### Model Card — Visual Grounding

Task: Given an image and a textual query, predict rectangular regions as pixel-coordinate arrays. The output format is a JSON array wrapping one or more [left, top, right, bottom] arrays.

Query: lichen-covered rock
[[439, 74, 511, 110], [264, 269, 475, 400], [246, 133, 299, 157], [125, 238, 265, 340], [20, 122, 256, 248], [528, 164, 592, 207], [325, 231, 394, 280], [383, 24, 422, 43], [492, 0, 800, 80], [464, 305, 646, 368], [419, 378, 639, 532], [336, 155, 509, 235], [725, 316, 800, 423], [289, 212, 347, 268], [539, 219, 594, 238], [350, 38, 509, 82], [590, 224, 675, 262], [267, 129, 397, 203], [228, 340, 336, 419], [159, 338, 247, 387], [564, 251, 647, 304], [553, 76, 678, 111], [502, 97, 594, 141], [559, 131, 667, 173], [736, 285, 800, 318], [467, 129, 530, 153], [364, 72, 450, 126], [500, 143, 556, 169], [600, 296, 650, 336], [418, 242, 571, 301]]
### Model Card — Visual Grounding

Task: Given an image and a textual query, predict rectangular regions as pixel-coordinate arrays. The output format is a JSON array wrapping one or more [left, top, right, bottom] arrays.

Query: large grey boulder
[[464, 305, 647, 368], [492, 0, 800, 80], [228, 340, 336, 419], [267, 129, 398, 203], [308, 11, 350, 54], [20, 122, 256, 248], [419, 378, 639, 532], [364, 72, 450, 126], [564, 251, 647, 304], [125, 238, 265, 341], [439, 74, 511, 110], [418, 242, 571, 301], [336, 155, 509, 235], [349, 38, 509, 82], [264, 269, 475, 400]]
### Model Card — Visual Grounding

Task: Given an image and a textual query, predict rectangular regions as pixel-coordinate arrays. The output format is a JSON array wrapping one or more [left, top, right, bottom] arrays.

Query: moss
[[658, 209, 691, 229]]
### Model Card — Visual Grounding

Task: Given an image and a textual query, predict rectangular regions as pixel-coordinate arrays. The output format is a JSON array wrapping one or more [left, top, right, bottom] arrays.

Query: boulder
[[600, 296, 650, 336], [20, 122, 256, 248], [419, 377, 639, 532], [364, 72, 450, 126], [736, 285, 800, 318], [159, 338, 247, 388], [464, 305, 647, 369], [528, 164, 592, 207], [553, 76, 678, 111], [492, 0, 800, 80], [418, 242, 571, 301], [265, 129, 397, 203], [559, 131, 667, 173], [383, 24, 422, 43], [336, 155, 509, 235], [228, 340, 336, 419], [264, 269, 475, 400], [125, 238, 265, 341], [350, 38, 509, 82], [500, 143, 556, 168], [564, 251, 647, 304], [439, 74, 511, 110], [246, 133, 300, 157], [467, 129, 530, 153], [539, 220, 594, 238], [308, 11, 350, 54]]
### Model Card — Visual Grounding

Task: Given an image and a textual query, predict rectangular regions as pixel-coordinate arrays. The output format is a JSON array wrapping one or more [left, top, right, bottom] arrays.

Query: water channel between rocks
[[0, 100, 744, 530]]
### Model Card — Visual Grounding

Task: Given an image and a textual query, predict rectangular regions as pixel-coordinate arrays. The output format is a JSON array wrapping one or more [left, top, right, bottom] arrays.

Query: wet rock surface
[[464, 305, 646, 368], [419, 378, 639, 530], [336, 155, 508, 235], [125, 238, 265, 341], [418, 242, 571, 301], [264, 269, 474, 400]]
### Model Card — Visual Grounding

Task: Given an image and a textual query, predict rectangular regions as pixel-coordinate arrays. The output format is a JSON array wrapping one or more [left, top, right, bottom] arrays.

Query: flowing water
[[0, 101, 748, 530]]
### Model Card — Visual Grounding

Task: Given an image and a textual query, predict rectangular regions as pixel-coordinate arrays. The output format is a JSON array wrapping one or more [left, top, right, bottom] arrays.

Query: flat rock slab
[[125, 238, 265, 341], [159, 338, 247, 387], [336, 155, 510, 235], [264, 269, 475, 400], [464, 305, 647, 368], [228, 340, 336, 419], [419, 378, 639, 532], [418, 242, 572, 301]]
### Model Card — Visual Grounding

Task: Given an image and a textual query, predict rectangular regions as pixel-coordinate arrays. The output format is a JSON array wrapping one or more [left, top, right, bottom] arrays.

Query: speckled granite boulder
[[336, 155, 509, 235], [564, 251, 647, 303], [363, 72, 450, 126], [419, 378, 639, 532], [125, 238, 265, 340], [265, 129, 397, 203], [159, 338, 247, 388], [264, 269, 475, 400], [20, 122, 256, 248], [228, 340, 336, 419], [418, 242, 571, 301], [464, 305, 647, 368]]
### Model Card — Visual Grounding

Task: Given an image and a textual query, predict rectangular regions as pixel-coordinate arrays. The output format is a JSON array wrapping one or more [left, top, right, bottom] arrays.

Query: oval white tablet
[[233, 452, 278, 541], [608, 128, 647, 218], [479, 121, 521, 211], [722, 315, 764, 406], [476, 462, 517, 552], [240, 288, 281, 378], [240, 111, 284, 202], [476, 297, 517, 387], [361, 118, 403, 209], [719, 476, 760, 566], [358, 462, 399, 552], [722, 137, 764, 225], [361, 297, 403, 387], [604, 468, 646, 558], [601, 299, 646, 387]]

────────────────────

◆ What the exercise asks:
Reproduce every one of the records above verbatim, keeping each line unchanged.

◆ Task output:
### Model Card — Visual Grounding

Task: Given an image and a textual query, predict rectangular regions as pixel-coordinate arrays. The output format is a JSON array wrapping one or more [left, top, right, bottom] arrays.

Query: lichen-covered rock
[[439, 74, 511, 110], [264, 269, 475, 400], [246, 133, 299, 157], [125, 238, 265, 340], [20, 122, 256, 248], [528, 164, 592, 207], [325, 231, 394, 280], [383, 24, 422, 43], [492, 0, 800, 80], [464, 305, 646, 368], [419, 378, 639, 532], [336, 155, 509, 235], [725, 316, 800, 423], [289, 212, 347, 268], [539, 219, 594, 238], [350, 38, 509, 82], [590, 224, 675, 262], [267, 129, 397, 203], [228, 340, 336, 419], [159, 338, 247, 387], [564, 251, 647, 304], [553, 76, 678, 111], [502, 97, 594, 141], [559, 131, 667, 173], [736, 285, 800, 318], [467, 129, 530, 153], [364, 72, 450, 126], [500, 143, 556, 169], [600, 296, 650, 336], [418, 242, 571, 301]]
### Model Card — Visual Grounding

Task: Given an image and a textual query, predict rectangular regions as pixel-coordinate arrays. The output format is a JSON array wrapping one or more [left, top, right, bottom] arrays.

Query: large grey boulder
[[464, 305, 647, 368], [492, 0, 800, 80], [228, 340, 336, 419], [267, 129, 398, 203], [308, 11, 350, 54], [20, 122, 256, 248], [419, 378, 639, 532], [364, 72, 450, 126], [564, 251, 647, 304], [125, 238, 265, 341], [439, 74, 511, 110], [418, 242, 571, 301], [336, 155, 509, 235], [349, 38, 509, 82], [264, 269, 475, 400]]
### Model Card — Visual Grounding

Task: Given an image and a textual query, predict rectangular regions as pixel-coordinate arrays. The output format is a JSON array wrapping one or more [left, top, right, bottom] arrays.

Query: moss
[[658, 209, 691, 229]]
### Model Card — Visual Grounding

Task: Given an image and a textual query, predict rectangular regions as pixel-coordinate arrays. The output format is a JSON array wrapping one or more [left, top, right, bottom] arrays.

Query: boulder
[[600, 296, 650, 336], [20, 122, 256, 248], [419, 377, 639, 532], [364, 72, 450, 126], [736, 285, 800, 318], [159, 338, 247, 388], [464, 305, 647, 369], [528, 164, 592, 207], [553, 76, 678, 111], [492, 0, 800, 80], [418, 242, 571, 301], [265, 129, 397, 203], [559, 131, 667, 173], [383, 24, 422, 43], [336, 155, 509, 235], [228, 340, 336, 419], [264, 269, 475, 400], [125, 238, 265, 341], [350, 38, 509, 82], [500, 143, 556, 168], [564, 251, 647, 304], [439, 74, 511, 110], [246, 133, 300, 157], [467, 129, 530, 153], [539, 220, 594, 238], [308, 11, 350, 54]]
### Model Card — Visual Grounding

Task: Given an image and a textual query, predict rectangular regions as pixel-coordinate arrays. The output format is a JSON array wrapping one or more [left, top, right, bottom] arrays.

Query: water channel between rocks
[[0, 100, 744, 530]]
### Model Card — Visual Grounding

Task: Given an image and a textual query, predict rectangular regions as pixel-coordinate arrays. The output format is a JSON array wrapping one or more [left, top, right, bottom] arrays.

Query: wet rock surface
[[464, 305, 646, 368], [419, 378, 639, 530], [336, 155, 508, 235], [125, 238, 265, 341], [418, 242, 571, 301], [264, 269, 474, 400]]
### Model Card — Visual Grounding

Task: Given an image and a textual query, predict rectangular regions as pixel-coordinate arrays. The output format is a JSON array wrapping one or more [left, top, right, bottom] arrays.

Query: flowing water
[[0, 101, 748, 530]]
### Model Card — Visual Grounding

Task: Given an image and a textual query, predict rectangular regions as pixel-coordinate arrays. The output format is a JSON array wrapping one or more [left, top, right, bottom] arrays.

Query: flat rock slab
[[125, 238, 265, 341], [159, 338, 247, 387], [336, 155, 510, 235], [264, 269, 475, 400], [464, 305, 647, 368], [228, 340, 336, 419], [419, 378, 639, 532], [418, 242, 572, 301]]
### Model Card — Visual Grounding

Task: Given an image and a textual query, predict rectangular regions as pixel-coordinate arrays. The output format is a JSON array wrapping one or more [left, top, right, bottom] arrays.

Query: speckled granite boulder
[[336, 155, 509, 235], [564, 251, 647, 303], [363, 72, 450, 126], [419, 378, 639, 532], [125, 238, 265, 340], [265, 129, 397, 203], [159, 338, 247, 388], [264, 269, 475, 400], [20, 122, 256, 248], [228, 340, 336, 419], [418, 242, 571, 301], [464, 305, 647, 368]]
### Model Card — Visual Grounding

Task: Given an image and a textual query, predict rectangular regions as pixel-coordinate arrays. The output format is a JSON array wrapping one or more [left, top, right, bottom] arrays.

Query: oval white tablet
[[233, 452, 278, 541], [608, 128, 647, 218], [479, 121, 521, 211], [722, 315, 764, 406], [476, 462, 517, 552], [240, 288, 281, 378], [240, 111, 284, 202], [476, 297, 517, 387], [361, 118, 403, 209], [719, 476, 760, 566], [358, 462, 399, 552], [722, 137, 764, 225], [361, 297, 403, 387], [604, 468, 646, 558], [601, 299, 646, 387]]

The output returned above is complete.